Göreviniz>
Sebahat Tuncel'in HDK 1. Genel Kurulu'ndaki konuşmasını aktaran aşağıdaki haberi, son cümlesinden sonra devam ettirebilir misiniz?

===== Sayfa alıntısı

Kurmes Dernegi Resmi Web Sitesi

Tuncel: İnadına devrim, inadına sosyalizm

İstanbul Milletvekili Sebahat Tuncel, Halkların Demokratik Kongresi (HDK) ile Denizlerden Dörtlülere faşizm karşısında diz çökmeyenlerin geleneğine sahip çıktıklarını belirterek, "AKP bizden korkuyor. Sosyalizmi itibarsızlaştırmak için birileri eliyle tartışmalar yaptırıyor. Biz ise, 'İnadına devrim, inadına sosyalizm' diyoruz" dedi. 

Ankara Alkadras Salonu'nda yapılan HDK 1. Genel Kurul, milletvekillerinin konuşmaları ile devam ediyor. İstanbul Milletvekili Sebahat Tuncel, HDK'nın kuruluşunu Ankara'da ilan ettiğini hatırlattı, "Burada halkın meclisi oluşturmayı amaçladık" dedi. HDK çalışmaları hakkında bilgi veren Tuncel, 21 ilde kongrenin kurulduğunu belirtti, "AKP faşizmine karşı direnen merkezin burası olduğunu ifade ettik. Ancak biz daha da büyümek, Türkiye'nin tüm muhalefet bileşenlerini birleştirmek istiyoruz" diye konuştu.

Deniz Gezmiş, Hüseyin İnan, Yusuf Aslan, İbrahim Kaypakkaya ile Diyarbakır Cezaevi'nde bedenlerini ateşe veren 4 Kürt siyasi tutukluyu hatırlatan Tuncel, "Onlar asla ve asla faşizm karşısında diz çökmediler. Bu gelenek bizim geleneğimizdir. Bu geleneğini sahiplenerek, halklarımızın eşitlik, özgürlük ve barış talebini gerçekleştirmek yola çıktık. HDK Türkiye'de yaşayan tüm halkları özgürleştirme zeminidir. Tüm halkların eşitlik ve özgürlük talebini birlikte gerçekleştireceğiz." diye konuştu.

==========
===== Kayıt listesi

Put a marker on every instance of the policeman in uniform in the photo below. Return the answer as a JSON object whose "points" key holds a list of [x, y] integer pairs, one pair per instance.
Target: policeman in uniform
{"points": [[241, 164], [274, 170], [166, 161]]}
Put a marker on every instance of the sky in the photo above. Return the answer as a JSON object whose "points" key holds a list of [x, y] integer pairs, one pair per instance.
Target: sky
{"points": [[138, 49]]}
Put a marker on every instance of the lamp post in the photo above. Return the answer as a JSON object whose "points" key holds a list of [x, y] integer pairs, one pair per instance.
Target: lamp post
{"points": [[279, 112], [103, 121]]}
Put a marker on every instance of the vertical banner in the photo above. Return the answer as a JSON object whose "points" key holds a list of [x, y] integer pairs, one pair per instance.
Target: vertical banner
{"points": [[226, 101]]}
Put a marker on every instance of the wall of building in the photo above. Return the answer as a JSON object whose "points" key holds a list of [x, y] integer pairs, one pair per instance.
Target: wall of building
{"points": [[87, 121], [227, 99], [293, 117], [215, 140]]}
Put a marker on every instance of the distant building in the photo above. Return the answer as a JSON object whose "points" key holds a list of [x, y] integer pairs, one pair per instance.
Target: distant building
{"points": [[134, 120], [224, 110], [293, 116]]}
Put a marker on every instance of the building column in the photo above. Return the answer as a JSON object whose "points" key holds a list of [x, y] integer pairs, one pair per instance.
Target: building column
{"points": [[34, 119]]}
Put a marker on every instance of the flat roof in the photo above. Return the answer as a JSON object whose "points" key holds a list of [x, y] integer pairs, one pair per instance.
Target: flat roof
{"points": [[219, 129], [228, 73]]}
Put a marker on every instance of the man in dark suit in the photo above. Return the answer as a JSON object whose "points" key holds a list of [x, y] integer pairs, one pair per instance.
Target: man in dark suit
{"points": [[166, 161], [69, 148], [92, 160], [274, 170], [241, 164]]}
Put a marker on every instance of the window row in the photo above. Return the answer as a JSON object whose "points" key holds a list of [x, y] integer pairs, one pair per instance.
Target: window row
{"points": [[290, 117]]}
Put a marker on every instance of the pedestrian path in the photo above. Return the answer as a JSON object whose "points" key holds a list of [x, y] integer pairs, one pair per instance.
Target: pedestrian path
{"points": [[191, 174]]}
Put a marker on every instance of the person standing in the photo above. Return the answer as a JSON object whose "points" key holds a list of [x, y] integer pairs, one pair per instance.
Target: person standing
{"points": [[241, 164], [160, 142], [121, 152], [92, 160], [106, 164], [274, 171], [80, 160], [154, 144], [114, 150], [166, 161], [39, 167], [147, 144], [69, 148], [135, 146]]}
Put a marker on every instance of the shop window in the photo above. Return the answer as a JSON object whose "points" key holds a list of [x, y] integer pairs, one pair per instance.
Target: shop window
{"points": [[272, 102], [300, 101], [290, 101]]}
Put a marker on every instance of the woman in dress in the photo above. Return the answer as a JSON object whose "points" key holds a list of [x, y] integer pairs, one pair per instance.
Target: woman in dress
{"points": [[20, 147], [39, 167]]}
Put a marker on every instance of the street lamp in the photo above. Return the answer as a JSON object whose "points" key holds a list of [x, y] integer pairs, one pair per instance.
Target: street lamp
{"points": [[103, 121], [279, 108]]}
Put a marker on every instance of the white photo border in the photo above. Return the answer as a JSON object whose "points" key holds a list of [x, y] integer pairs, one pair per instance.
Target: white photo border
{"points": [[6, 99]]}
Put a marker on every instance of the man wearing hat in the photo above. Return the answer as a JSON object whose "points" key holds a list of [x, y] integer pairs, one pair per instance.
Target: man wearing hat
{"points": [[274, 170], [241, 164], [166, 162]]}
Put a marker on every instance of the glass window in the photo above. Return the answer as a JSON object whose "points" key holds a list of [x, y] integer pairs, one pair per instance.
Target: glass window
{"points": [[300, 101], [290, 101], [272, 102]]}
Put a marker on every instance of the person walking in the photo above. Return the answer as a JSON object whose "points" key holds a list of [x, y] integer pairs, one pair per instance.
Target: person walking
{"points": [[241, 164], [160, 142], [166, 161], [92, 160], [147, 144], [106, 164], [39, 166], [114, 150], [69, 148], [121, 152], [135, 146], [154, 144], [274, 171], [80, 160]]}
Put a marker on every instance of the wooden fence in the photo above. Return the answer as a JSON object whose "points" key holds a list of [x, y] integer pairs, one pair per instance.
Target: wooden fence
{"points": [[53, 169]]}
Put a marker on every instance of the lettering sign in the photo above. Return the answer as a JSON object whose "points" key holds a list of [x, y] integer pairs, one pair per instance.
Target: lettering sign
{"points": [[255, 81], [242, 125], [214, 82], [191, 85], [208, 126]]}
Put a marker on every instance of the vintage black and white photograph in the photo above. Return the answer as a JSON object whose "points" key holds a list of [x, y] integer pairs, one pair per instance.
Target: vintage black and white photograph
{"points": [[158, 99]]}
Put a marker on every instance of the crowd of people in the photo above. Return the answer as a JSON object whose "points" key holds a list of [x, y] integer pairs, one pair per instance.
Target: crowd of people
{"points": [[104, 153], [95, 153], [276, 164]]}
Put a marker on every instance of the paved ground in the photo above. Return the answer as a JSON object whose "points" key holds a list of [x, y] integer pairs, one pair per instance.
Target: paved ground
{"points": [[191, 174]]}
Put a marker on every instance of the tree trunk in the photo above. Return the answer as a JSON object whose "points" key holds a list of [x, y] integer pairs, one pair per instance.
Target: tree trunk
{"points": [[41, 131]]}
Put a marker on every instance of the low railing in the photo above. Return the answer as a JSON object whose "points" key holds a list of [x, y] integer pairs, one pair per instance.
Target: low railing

==========

Cevap>
Kürt kadınlarının Ankara ve Diyarbakır'da yapacağı eylemi hatırlatan Tuncel, "Kürt kadınları, Kürt sorununun çözümü için yürüyecektir. Bu sorun aynı zamanda Türkiye halklarının sorunudur. Bu eylemi, HDK adına buradan selamlıyoruz. Özgürlük mücadelesinin yanındayız" dedi. 

BDP İstanbul Milletvekili Sebahat Tuncel son olarak, "AKP bizden korkuyor. Sosyalizmi itibarsızlaştırmak için birileri eliyle tartışmalar yaptırıyor. Biz ise, 'İnadına devrim, inadına sosyalizm' diyoruz" diye konuştu.

TÜZEL: ÖNCELİKLE ÇOK DİLLİ, ÇOK KÜLTÜRLÜ BİR ANAYASAYI BAŞARMA MÜCADELESİNİ VERECEĞİZ

BDP İstanbul Milletvekili Levent Tüzel de, dünya üzerinde bütün halkların bir arayış içinde olduğunu belirterek, "Bizim ülkemizde de emekçiler bir arayış içinde. HDK de bu boşluğu doldurmak üzere yola çıktık" dedi. HDK'nın tüm emekçilerin mücadelesinin yanında yer aldığını belirten Tüzel, "İki günlük çalışmada önümüzdeki görevleri de konuşacağız. Öncelikle çok dilli, çok kültürlü bir anayasayı başarma mücadelesini de vereceğiz. Ortak ve bir arada yaşamanın yeni bir anayasası olacak" diye konuştu.

BDP İstanbul Milletvekili Sırrı Süreyya Önder, "Dünyanın bütün dillerinde sizleri selamlıyorum"

diyerek sözlerine başladı. Meclis Anayasa Komisyonu'nda yer aldığını hatırlatan Önder, "Anayasanın komisyonlarda yapılmadığını bilecek kadar tarih ve bilgiye sahibiz. Ancak, bizim biçim birincil öncelliğimiz, bu alanları siyaset alanlarına çevirmek, halklarımızın lehine değişikliklerin olmasına yardımcı olmak. Bize düşen savaş politikalarına set çekmek. En azından evrensel hukuk ilkelerine uygun bir anayasa yapılmasını sağlamak" dedi.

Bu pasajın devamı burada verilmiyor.